─── TASK MATERIAL

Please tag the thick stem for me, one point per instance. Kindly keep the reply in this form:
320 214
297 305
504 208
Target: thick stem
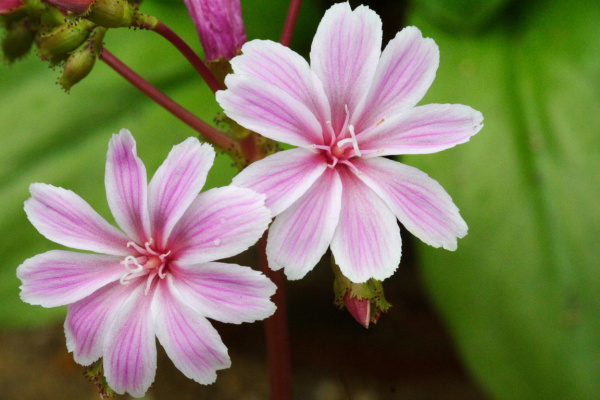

──────

Rewrite these lines, replacing "thick stem" with "main stem" everywhere it occurs and keeping everything else unchanged. Leave the pictures out of your answer.

Please tag the main stem for me, one point per instance. Kindly keep the reply in this form:
320 214
297 305
504 208
Target: main stem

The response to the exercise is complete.